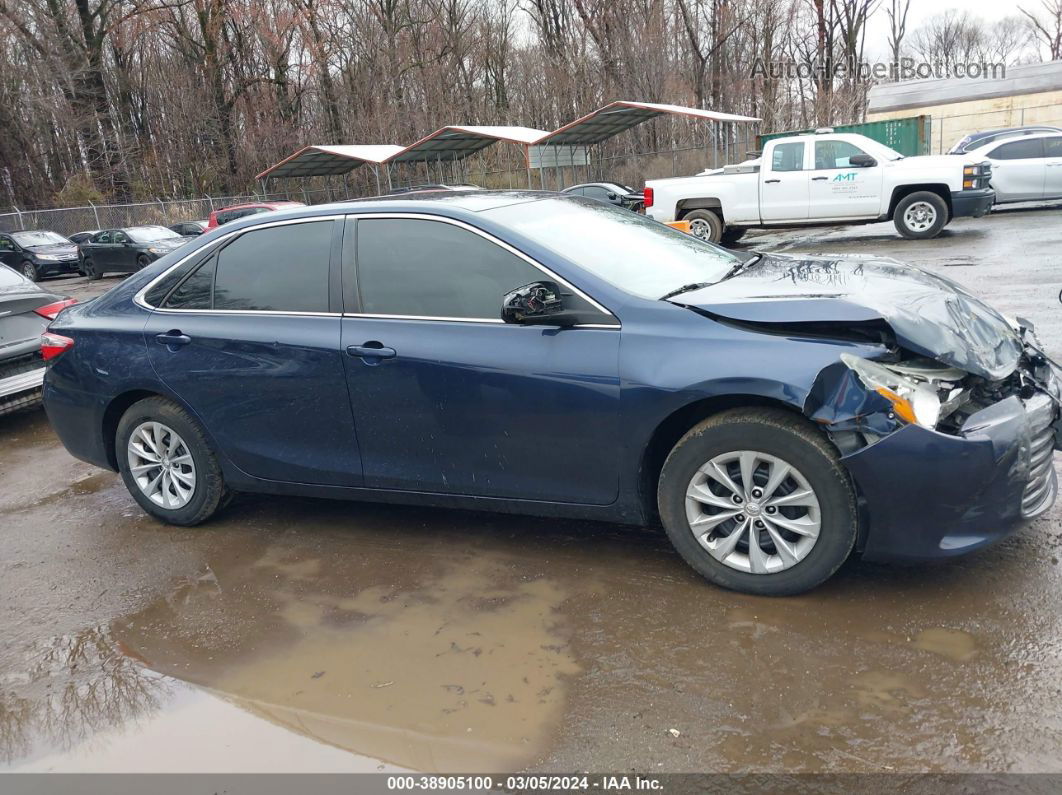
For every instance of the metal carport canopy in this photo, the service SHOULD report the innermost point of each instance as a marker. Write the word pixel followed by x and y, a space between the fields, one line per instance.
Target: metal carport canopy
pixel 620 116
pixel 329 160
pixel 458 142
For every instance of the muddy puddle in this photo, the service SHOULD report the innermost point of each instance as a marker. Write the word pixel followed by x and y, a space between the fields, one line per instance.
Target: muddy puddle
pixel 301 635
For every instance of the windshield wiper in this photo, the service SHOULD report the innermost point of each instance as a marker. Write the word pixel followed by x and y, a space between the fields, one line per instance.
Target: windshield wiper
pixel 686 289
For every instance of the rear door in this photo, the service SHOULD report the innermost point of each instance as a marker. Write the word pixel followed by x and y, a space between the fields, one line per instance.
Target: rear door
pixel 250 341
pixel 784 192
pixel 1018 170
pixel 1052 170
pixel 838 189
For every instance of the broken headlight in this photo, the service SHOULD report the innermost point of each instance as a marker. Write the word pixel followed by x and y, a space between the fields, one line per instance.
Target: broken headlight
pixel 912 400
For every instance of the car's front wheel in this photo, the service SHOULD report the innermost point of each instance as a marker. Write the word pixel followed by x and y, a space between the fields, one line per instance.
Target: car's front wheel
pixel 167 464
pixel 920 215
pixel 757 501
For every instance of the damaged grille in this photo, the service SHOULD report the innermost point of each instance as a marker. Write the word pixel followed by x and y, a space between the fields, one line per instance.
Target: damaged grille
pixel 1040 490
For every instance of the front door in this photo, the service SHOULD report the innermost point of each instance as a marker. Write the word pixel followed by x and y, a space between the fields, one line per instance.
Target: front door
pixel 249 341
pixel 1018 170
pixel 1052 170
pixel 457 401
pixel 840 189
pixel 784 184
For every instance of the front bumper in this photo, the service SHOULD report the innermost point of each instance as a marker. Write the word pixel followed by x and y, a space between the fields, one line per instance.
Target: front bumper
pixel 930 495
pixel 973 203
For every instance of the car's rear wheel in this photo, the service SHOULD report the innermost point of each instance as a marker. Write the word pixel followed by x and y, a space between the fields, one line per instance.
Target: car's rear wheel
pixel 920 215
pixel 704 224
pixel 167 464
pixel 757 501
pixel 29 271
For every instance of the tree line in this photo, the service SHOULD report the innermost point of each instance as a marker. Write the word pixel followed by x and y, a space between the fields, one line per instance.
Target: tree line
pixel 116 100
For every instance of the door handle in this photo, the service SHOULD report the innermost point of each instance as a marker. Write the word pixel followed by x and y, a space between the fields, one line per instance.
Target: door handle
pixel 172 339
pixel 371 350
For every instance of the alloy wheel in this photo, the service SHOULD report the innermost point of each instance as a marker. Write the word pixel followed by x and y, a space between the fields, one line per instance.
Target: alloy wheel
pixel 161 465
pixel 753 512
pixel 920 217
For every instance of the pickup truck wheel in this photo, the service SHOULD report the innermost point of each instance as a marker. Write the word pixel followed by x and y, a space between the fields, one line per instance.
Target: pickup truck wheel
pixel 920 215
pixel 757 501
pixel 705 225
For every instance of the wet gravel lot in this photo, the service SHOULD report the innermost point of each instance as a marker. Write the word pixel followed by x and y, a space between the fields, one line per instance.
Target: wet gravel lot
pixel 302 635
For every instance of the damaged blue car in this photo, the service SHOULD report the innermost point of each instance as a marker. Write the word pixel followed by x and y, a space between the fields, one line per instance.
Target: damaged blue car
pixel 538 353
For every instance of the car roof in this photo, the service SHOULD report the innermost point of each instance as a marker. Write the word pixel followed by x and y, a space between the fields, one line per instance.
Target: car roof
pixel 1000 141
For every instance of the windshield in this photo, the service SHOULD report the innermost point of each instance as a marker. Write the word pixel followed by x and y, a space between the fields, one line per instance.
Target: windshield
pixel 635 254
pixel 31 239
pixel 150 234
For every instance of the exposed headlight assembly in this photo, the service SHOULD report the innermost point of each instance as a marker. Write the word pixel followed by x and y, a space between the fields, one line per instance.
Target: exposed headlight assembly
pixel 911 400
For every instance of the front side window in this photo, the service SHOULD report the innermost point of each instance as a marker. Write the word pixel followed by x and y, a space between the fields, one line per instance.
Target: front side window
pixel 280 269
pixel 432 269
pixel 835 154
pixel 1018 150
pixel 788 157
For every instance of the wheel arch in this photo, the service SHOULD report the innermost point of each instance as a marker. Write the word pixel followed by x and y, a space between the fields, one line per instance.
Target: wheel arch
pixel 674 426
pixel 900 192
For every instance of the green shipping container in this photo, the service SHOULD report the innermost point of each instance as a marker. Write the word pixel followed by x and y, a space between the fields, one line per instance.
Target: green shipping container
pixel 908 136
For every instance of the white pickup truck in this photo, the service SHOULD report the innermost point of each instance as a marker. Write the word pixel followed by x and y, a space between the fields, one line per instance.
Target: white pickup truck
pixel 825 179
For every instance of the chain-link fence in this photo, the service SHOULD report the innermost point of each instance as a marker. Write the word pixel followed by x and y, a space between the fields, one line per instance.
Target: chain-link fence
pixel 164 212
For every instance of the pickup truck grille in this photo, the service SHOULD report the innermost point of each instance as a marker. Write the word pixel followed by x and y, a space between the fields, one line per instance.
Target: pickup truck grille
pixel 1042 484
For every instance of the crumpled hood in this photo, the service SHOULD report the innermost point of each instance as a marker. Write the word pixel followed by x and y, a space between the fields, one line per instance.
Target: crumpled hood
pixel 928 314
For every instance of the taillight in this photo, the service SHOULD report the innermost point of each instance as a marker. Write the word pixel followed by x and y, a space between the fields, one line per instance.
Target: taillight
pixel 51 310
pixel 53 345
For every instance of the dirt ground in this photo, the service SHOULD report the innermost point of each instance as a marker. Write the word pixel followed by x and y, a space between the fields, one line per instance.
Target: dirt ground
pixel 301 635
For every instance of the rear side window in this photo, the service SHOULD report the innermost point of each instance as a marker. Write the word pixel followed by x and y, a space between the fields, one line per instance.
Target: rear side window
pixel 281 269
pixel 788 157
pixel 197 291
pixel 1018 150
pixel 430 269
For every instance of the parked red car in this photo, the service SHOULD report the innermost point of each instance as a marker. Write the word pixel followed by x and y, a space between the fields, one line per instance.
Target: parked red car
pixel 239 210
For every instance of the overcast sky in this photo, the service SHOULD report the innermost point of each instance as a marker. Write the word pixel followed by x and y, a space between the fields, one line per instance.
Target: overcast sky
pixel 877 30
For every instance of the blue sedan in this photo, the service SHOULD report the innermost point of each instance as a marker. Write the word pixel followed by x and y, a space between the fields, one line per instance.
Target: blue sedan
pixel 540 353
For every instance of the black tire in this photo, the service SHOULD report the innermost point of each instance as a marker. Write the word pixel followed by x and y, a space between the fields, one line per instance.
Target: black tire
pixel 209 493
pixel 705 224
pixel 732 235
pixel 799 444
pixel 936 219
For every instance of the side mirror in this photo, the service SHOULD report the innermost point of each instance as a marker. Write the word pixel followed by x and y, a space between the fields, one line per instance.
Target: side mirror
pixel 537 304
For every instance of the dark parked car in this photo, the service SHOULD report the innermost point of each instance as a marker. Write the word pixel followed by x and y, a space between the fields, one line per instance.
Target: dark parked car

○ ○ ○ ○ ○

▸ How to complete this task: For this listing, copy out every line that includes the word "dark".

▸ Expected output:
For every instance of the dark parked car in this photo, the service SHOULD report the innermost point of each instance as a marker. Write the word pixel followed by x and y, a space between the fields, one line per instance.
Target: dark parked car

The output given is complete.